TASK TO COMPLETE:
Write out the records below once more, exactly and completely.

LISTED ENTRIES:
========================================================================

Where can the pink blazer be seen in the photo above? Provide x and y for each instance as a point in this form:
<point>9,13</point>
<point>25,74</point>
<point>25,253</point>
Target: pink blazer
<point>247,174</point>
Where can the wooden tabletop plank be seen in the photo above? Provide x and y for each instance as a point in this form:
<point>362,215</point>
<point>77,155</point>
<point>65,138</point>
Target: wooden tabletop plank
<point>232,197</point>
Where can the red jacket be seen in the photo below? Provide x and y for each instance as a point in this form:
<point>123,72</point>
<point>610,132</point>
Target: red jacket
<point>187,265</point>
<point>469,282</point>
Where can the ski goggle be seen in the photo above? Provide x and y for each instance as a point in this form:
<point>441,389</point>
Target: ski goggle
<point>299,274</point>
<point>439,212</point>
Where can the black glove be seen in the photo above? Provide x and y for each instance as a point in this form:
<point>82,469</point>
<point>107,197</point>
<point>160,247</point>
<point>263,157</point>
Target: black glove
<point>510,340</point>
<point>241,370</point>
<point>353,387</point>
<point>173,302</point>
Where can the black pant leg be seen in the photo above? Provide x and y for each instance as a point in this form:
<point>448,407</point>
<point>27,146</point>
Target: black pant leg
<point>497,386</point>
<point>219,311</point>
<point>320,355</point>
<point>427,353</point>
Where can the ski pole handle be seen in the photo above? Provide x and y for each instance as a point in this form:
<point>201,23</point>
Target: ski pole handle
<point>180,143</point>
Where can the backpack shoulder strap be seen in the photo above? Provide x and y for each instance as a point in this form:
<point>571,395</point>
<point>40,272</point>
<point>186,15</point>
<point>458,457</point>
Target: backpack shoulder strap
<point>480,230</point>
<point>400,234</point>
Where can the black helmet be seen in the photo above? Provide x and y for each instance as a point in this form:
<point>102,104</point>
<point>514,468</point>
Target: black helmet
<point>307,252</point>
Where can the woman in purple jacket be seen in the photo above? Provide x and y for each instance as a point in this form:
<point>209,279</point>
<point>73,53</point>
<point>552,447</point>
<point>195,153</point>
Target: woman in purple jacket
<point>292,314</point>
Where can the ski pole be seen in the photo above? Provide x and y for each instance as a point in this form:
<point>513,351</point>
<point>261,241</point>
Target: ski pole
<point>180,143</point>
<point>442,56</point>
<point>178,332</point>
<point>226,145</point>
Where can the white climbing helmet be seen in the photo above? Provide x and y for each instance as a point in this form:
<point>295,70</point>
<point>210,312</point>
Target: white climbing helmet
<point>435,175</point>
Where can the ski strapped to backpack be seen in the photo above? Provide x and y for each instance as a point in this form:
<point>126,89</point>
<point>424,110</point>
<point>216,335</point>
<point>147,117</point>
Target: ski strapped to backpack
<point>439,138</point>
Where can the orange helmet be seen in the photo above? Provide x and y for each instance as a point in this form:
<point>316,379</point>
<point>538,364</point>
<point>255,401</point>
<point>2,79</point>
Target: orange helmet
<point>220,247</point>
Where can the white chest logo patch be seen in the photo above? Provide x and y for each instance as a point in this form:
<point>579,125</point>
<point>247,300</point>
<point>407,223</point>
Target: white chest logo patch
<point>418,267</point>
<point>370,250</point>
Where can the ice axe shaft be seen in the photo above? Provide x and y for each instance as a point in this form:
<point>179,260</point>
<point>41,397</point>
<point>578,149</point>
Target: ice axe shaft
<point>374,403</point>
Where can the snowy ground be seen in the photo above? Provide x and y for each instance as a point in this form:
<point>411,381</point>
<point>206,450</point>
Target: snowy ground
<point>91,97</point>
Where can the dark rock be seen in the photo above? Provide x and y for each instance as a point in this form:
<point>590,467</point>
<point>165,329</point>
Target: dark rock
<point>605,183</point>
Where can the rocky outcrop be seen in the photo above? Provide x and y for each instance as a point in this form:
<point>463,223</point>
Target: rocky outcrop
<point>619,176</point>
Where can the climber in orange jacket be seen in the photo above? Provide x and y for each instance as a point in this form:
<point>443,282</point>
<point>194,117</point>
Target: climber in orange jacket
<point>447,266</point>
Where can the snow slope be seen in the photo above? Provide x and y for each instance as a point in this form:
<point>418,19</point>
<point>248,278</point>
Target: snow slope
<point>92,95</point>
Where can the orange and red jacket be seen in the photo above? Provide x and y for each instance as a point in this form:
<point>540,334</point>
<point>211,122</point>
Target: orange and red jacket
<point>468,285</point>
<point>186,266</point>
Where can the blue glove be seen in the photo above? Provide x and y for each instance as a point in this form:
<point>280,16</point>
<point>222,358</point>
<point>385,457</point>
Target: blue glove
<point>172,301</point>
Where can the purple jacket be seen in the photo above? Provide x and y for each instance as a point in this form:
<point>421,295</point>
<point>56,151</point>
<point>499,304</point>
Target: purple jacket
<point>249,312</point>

========================================================================

ANSWER BELOW:
Where can the pink blazer be seen in the photo above? Provide x and y for each instance as a point in this form:
<point>9,13</point>
<point>25,74</point>
<point>25,253</point>
Target: pink blazer
<point>247,174</point>
Where can the wooden tabletop plank be seen in the photo above? Provide x and y for each instance as a point in this form:
<point>362,215</point>
<point>77,155</point>
<point>65,138</point>
Target: wooden tabletop plank
<point>232,197</point>
Where can the red jacket be seen in the photo below? Provide x and y for each instance as a point in this form:
<point>123,72</point>
<point>610,132</point>
Target: red jacket
<point>187,265</point>
<point>469,282</point>
Where can the ski goggle be seen in the photo above? Provide x and y for each instance as a point in this form:
<point>441,389</point>
Target: ski goggle
<point>299,274</point>
<point>439,212</point>
Where can the black glove be seen in the photo above? Provide x and y for each instance as a point in this form:
<point>82,469</point>
<point>107,197</point>
<point>160,247</point>
<point>263,157</point>
Target: black glove
<point>510,340</point>
<point>241,370</point>
<point>353,387</point>
<point>173,302</point>
Where can the black pant leg be seen in the photo above? Provide x and y for each instance as a point in this form:
<point>448,407</point>
<point>27,146</point>
Target: black pant leg
<point>497,386</point>
<point>219,311</point>
<point>320,355</point>
<point>427,353</point>
Where can the ski pole handle be seen in the photo above? Provide x and y for each instance as a point in this form:
<point>201,23</point>
Target: ski pole handle
<point>180,143</point>
Where can the backpack shoulder strap be seen in the photo above? Provide x and y for each instance as a point in this form:
<point>571,395</point>
<point>40,272</point>
<point>186,15</point>
<point>458,457</point>
Target: backpack shoulder strap
<point>480,230</point>
<point>400,234</point>
Where can the black helmet be seen in the photo above? Provide x and y for each instance as a point in this form:
<point>102,104</point>
<point>514,468</point>
Target: black helmet
<point>307,252</point>
Where can the woman in purple jacket be seen in the photo above? Provide x and y for each instance as a point in this form:
<point>209,279</point>
<point>73,53</point>
<point>552,447</point>
<point>195,153</point>
Target: woman in purple jacket
<point>292,314</point>
Where can the ski pole be seen in the photo above? Provide x and y for each instance as a point in this form:
<point>513,351</point>
<point>261,241</point>
Target: ski pole
<point>180,143</point>
<point>442,56</point>
<point>178,332</point>
<point>226,145</point>
Where can the white climbing helmet be seen in the photo above? Provide x and y for each instance as a point in this form:
<point>295,70</point>
<point>210,312</point>
Target: white climbing helmet
<point>435,175</point>
Where can the ski strapped to backpack be seen in the photo above? Provide x and y for each instance as a point in this form:
<point>126,89</point>
<point>424,110</point>
<point>216,335</point>
<point>147,117</point>
Target: ski strapped to backpack
<point>439,138</point>
Where can the orange helmet be seen in the photo above? Provide x and y for each instance as a point in this form:
<point>316,379</point>
<point>538,364</point>
<point>255,401</point>
<point>2,79</point>
Target: orange helmet
<point>220,247</point>
Where can the white chest logo patch be seen in the photo above? Provide x and y for each instance as a point in this form:
<point>579,125</point>
<point>247,300</point>
<point>407,223</point>
Target: white chest logo patch
<point>418,267</point>
<point>370,250</point>
Where can the ice axe shaft be seen in the photo above? Provide x and y for each instance as a point in this form:
<point>179,260</point>
<point>41,397</point>
<point>578,149</point>
Target: ice axe shaft
<point>374,403</point>
Where can the snowy ground be seen in the photo above? Provide x and y for each instance as a point in this form:
<point>411,381</point>
<point>206,450</point>
Target: snowy ground
<point>91,97</point>
Where can the dark rock be seen in the photo above? Provide x and y for each instance as a point in this form:
<point>590,467</point>
<point>165,329</point>
Target: dark rock
<point>605,183</point>
Where can the rocky outcrop be seen in the photo above? Provide x and y for each instance as a point in this form:
<point>463,223</point>
Target: rocky outcrop
<point>619,176</point>
Where can the climber in orange jacket be seen in the photo above? Provide x and y for each instance as a point in this form:
<point>443,282</point>
<point>194,117</point>
Target: climber in orange jacket
<point>447,266</point>
Where can the snow slope be seen in the photo above? Provide x and y for each instance as a point in this form:
<point>418,19</point>
<point>248,278</point>
Target: snow slope
<point>92,95</point>
Where can the orange and red jacket be seen in the photo above? Provide x and y for each instance as a point in this form:
<point>540,334</point>
<point>211,122</point>
Target: orange and red jacket
<point>468,285</point>
<point>186,266</point>
Where can the blue glove be seen in the photo above? Provide x and y for each instance as a point in this form:
<point>280,16</point>
<point>222,358</point>
<point>385,457</point>
Target: blue glove
<point>172,301</point>
Where can the purple jacket be seen in the photo above? Provide x and y for each instance as a point in this form:
<point>421,295</point>
<point>56,151</point>
<point>499,304</point>
Target: purple jacket
<point>249,312</point>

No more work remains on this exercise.